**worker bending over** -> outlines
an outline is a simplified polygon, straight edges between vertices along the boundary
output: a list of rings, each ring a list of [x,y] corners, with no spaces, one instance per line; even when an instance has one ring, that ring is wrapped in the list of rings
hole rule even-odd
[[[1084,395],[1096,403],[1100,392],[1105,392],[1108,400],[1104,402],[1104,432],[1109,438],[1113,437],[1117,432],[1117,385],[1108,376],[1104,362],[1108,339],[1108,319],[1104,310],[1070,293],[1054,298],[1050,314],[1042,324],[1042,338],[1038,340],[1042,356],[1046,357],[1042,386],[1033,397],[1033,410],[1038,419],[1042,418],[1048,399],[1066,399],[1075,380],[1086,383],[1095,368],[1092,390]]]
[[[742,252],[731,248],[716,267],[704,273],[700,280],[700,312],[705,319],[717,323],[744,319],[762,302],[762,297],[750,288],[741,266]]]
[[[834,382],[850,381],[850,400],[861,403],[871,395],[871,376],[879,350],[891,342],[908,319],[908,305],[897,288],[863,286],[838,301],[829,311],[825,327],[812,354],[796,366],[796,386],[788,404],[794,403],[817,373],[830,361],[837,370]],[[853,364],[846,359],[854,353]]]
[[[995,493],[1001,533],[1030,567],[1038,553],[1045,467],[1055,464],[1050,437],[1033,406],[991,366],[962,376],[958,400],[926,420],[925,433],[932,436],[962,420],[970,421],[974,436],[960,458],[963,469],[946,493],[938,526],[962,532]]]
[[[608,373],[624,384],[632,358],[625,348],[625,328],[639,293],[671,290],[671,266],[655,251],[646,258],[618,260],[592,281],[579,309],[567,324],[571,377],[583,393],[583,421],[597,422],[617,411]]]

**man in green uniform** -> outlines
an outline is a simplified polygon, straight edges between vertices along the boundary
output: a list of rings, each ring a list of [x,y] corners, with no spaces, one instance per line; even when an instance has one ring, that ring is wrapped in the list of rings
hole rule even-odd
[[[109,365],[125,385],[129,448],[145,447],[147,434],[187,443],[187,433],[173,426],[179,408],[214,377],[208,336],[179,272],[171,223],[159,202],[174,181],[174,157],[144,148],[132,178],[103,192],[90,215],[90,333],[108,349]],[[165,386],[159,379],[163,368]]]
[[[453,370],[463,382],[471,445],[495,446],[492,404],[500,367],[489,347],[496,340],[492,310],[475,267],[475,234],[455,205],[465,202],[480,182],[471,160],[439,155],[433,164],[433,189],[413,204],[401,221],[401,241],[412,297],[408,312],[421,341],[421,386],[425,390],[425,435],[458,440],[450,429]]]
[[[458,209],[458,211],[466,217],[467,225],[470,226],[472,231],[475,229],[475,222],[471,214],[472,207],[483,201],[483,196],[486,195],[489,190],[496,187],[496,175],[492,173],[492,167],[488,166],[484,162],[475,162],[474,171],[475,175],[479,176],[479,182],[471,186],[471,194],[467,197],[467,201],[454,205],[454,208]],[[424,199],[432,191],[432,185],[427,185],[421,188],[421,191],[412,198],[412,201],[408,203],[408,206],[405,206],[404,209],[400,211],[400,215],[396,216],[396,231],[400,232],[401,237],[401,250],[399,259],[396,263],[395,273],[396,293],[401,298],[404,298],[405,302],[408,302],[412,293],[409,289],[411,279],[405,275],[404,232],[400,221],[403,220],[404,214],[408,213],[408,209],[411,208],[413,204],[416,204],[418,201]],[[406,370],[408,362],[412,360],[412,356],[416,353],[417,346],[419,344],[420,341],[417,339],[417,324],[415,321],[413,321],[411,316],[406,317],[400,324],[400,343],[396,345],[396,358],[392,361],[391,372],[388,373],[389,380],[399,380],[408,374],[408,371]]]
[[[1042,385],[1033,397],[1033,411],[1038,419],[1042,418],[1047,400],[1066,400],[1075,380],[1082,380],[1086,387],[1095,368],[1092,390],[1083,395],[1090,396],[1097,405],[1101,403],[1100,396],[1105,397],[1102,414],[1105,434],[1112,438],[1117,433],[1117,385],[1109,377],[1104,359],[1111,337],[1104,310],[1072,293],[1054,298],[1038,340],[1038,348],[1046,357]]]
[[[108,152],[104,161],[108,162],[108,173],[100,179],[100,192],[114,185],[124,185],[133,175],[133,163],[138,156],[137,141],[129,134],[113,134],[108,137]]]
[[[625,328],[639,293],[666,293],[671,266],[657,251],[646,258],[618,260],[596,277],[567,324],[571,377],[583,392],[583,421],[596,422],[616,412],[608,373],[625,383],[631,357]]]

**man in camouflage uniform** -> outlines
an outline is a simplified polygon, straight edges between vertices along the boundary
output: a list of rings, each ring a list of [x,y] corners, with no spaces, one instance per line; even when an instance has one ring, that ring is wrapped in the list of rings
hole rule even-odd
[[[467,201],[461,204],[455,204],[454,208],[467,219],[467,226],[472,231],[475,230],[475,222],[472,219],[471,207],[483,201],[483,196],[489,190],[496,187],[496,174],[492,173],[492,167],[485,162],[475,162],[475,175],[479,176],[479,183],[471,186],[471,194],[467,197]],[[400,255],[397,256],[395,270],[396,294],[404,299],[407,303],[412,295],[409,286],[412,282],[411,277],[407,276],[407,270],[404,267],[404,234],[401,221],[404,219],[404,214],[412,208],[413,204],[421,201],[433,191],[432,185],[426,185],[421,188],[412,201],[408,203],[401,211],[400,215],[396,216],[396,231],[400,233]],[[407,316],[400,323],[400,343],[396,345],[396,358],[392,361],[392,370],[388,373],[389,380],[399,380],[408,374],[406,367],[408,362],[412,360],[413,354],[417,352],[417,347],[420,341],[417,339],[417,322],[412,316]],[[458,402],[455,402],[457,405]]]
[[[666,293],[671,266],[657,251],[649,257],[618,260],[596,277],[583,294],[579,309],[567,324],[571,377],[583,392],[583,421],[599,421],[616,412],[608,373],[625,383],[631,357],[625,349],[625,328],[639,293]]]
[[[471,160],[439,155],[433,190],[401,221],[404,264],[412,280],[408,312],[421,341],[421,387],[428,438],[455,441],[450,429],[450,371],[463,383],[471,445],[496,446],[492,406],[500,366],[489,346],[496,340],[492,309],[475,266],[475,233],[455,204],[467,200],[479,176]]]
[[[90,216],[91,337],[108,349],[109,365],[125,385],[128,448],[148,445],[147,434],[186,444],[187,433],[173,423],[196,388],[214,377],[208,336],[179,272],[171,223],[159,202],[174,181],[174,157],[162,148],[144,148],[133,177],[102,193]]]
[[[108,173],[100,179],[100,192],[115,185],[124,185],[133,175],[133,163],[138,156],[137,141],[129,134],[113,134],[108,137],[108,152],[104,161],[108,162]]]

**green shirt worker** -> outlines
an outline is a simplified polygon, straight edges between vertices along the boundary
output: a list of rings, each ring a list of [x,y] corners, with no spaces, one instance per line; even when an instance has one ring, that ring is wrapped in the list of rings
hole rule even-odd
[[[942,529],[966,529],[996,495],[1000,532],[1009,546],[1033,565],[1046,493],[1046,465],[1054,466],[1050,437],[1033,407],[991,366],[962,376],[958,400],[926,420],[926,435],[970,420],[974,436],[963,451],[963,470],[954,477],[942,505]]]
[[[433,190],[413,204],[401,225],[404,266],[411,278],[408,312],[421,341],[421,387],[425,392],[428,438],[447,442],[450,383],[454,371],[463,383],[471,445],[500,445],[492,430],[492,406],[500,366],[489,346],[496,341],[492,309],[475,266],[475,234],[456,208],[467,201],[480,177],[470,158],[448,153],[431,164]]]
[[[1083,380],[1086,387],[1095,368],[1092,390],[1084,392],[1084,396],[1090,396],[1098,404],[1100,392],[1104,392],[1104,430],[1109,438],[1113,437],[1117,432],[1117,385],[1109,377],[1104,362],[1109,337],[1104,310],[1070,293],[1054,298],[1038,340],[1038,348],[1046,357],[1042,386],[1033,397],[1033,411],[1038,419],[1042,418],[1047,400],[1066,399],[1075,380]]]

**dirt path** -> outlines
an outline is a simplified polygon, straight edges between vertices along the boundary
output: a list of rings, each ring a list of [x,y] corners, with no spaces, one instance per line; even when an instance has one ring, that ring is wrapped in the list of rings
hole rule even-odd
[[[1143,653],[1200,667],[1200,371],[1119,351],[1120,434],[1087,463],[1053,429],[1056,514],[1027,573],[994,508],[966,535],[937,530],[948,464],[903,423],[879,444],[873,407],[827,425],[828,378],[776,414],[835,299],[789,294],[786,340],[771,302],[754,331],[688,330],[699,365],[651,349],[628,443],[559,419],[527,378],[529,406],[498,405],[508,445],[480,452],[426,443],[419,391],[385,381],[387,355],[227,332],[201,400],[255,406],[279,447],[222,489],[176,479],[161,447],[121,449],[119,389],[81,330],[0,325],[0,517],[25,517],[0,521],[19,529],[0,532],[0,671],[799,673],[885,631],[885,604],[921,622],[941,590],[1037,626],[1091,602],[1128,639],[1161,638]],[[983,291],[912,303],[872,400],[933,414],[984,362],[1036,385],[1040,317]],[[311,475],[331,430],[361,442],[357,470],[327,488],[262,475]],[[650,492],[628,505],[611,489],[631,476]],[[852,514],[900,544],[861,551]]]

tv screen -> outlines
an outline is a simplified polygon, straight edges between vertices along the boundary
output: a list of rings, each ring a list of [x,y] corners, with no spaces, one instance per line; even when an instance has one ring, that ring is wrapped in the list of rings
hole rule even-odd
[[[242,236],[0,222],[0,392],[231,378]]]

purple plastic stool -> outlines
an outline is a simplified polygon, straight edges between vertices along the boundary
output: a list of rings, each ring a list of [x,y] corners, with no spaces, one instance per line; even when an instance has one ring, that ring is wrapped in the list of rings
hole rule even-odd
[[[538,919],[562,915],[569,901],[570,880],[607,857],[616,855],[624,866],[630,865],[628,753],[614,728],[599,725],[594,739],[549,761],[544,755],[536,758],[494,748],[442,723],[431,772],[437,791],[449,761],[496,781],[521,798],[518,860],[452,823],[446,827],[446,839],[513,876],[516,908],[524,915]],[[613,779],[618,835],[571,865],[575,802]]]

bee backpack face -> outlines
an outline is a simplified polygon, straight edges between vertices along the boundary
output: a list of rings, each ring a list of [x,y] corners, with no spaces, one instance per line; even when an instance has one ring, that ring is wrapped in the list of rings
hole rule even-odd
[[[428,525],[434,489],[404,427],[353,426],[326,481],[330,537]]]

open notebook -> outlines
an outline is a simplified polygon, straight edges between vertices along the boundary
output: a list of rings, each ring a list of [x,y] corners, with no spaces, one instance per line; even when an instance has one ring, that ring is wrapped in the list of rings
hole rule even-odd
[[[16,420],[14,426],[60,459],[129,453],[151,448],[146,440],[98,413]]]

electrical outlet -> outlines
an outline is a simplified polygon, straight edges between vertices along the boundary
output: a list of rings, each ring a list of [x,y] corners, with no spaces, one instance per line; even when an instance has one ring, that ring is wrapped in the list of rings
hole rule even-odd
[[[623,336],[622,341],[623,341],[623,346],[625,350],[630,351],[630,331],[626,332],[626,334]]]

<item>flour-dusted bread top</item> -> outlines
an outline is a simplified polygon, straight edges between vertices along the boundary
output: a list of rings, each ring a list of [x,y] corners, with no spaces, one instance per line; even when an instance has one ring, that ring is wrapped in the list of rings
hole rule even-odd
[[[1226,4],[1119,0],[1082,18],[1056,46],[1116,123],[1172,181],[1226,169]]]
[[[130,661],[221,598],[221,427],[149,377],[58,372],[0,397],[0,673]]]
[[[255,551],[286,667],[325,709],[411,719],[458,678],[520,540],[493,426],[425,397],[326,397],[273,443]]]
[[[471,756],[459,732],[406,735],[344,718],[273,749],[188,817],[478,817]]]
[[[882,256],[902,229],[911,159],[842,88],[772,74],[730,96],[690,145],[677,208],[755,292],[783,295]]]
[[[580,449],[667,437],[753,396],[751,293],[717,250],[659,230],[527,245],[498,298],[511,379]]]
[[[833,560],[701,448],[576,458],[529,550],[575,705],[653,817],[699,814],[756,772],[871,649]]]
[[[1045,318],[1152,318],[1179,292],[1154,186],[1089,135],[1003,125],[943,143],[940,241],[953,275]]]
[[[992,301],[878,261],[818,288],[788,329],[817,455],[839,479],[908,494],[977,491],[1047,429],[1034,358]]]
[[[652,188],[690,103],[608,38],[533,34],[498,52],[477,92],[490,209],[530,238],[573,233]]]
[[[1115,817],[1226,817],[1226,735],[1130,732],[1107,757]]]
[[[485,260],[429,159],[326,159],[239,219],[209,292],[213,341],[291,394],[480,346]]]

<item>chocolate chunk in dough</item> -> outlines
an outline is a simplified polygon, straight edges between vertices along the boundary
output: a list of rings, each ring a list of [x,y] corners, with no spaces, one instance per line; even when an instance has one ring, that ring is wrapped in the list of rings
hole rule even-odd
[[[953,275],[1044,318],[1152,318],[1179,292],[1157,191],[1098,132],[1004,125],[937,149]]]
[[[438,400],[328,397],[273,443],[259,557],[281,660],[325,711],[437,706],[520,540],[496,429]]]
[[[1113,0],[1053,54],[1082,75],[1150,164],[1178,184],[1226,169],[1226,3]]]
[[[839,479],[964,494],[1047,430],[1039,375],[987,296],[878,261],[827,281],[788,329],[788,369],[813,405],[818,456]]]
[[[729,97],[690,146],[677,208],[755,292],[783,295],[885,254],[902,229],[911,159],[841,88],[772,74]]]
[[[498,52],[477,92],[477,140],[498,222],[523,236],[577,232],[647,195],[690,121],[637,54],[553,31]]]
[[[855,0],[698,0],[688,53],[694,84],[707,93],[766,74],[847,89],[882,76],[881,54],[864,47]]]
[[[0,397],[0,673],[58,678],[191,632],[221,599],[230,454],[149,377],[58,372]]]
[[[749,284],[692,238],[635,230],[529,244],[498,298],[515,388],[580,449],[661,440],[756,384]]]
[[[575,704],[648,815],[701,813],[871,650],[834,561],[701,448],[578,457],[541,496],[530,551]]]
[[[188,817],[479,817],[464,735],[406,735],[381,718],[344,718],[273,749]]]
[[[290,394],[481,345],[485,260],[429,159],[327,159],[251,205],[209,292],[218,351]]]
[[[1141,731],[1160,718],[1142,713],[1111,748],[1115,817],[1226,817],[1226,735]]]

-*-*-

**WHAT YOU NEED TO DO:**
Every line above that includes the word "uniform" should be listed.

**ANSWER SPACE:**
**man in green uniform** -> outlines
**man in camouflage uniform** -> outlines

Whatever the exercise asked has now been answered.